» **Page excerpt**:
::::::
The Cessna 185 Skywagon is a six-seat, single-engined, general aviation light aircraft manufactured by Cessna. It first flew as a prototype in July 1960, with the first production model being completed in March 1961. The Cessna 185 is a high-winged aircraft with non-retractable conventional landing gear and a tailwheel.

Over 4,400 were built with production ceasing in 1985. When Cessna re-introduced some of its most popular models in the 1990s, the tailwheel equipped Cessna 180 and 185 were not put back into production.

Design and Development


The aircraft is basically a Cessna 180 with a strengthened fuselage. The main difference between the two aircraft is the larger vertical fin on the 185 and the 300 hp (224 kW) Continental IO-520-D engine as opposed to the 230 hp (172 kW) Continental O-470-S fitted to the Cessna 180. The exception was that a Continental Motors IO-470-F engine of 260 hp (194 kW) was initially fitted until midway through the 1966 production year. The later model Skywagon II has a factory fitted avionics package.

The Skywagon can also be fitted with floats, amphibious float, or skis. The AgCarryall variant of the 185 adds a 151-gallon belly chemical tank and removable spray booms for aerial application. It is also possible to fit a cargo pod under the fuselage that can carry an extra 300 lb (136 kg).
::::::
» **Set task 1**:
Answer from the Cessna 185 excerpt:
(a) In what month and year was the first production model completed?
(b) In what year did production cease?
(c) How much extra weight can the cargo pod under the fuselage carry?
::::::
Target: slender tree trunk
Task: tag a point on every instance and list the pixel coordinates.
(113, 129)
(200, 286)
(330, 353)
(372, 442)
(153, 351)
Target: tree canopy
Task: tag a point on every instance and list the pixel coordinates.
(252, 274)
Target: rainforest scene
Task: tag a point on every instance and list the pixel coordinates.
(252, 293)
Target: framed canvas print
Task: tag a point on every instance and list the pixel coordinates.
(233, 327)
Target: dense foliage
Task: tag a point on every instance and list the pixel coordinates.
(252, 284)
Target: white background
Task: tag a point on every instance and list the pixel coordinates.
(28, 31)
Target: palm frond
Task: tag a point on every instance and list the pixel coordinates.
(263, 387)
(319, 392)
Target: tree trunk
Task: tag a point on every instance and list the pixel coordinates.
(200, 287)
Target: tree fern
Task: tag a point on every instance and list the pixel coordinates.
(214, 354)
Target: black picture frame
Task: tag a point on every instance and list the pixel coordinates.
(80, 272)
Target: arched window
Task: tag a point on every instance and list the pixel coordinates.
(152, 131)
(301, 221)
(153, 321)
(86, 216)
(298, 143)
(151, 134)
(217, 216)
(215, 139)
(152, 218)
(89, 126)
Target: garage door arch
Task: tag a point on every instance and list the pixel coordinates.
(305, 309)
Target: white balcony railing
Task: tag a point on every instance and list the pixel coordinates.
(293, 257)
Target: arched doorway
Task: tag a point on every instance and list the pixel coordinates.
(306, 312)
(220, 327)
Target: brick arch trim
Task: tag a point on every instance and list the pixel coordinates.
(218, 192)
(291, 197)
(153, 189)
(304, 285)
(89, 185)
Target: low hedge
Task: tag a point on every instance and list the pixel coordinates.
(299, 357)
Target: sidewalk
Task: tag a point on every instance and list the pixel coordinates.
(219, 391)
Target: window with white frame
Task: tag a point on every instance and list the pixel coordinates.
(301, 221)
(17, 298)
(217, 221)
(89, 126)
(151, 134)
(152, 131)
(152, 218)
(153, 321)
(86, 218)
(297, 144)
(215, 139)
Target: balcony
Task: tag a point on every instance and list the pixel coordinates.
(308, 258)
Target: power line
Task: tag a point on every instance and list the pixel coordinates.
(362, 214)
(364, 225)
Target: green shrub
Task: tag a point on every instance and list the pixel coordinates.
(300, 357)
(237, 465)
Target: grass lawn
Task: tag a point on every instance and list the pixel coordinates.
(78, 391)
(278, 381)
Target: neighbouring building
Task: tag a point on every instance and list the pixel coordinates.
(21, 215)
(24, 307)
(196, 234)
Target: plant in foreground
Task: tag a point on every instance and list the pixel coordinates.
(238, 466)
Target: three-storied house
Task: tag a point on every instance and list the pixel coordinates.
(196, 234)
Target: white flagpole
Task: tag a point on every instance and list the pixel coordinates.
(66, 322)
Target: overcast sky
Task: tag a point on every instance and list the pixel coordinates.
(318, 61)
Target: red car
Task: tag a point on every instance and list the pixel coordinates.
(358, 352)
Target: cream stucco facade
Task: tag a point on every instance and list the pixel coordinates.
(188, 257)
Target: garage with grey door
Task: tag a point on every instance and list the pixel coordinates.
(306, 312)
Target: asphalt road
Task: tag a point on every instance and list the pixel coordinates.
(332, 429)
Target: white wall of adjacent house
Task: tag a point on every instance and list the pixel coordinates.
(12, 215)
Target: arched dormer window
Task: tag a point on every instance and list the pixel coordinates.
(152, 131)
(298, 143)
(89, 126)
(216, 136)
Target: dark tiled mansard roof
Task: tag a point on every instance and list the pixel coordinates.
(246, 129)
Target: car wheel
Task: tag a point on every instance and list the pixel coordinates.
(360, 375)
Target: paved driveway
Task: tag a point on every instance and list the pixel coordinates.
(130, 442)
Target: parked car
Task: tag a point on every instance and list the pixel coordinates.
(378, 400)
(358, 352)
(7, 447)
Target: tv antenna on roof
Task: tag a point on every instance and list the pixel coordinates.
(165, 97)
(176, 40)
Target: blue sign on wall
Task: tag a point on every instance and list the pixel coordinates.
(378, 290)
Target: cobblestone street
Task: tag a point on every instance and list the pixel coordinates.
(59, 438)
::::::
» **Set task 2**: Select each line of the rows that contains the string "garage".

» **Result 1**:
(a) March 1961
(b) 1985
(c) 300 lb (136 kg)

» **Result 2**:
Target: garage door arch
Target: garage with grey door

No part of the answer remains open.